──────── SUPPLIED MATERIAL
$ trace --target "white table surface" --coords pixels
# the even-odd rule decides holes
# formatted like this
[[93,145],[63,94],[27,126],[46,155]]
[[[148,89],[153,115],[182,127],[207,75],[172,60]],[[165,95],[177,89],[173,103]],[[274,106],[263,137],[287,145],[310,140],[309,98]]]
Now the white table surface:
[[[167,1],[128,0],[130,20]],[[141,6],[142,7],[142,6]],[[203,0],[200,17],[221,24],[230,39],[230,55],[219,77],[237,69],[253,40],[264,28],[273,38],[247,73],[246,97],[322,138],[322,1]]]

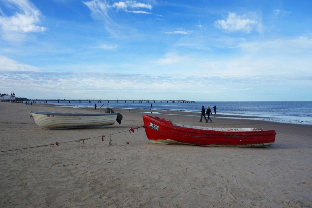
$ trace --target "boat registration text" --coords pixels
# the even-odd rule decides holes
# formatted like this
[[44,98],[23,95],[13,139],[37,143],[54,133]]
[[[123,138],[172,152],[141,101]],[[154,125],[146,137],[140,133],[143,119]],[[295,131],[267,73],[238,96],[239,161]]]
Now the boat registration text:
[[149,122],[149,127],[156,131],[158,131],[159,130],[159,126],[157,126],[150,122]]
────────────────
──────── SUPPLIED MATERIAL
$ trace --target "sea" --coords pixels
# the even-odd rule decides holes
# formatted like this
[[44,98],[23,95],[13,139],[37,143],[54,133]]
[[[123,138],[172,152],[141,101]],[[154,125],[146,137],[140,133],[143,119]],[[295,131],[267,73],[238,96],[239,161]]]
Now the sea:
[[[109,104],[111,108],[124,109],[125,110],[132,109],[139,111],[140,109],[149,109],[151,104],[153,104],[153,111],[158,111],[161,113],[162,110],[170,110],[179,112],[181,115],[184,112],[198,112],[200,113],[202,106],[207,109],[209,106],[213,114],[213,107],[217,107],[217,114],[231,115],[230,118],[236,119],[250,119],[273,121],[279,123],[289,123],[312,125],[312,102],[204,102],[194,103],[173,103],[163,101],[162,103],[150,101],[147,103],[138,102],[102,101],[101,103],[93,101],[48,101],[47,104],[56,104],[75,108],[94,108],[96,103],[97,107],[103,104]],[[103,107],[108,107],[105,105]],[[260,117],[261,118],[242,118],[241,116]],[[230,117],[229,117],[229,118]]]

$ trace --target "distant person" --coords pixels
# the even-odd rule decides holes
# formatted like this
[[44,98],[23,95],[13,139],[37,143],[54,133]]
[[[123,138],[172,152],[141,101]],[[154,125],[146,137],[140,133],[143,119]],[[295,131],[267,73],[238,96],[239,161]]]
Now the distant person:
────────────────
State how many lines in the entries above contain the string "white". Give only the number.

2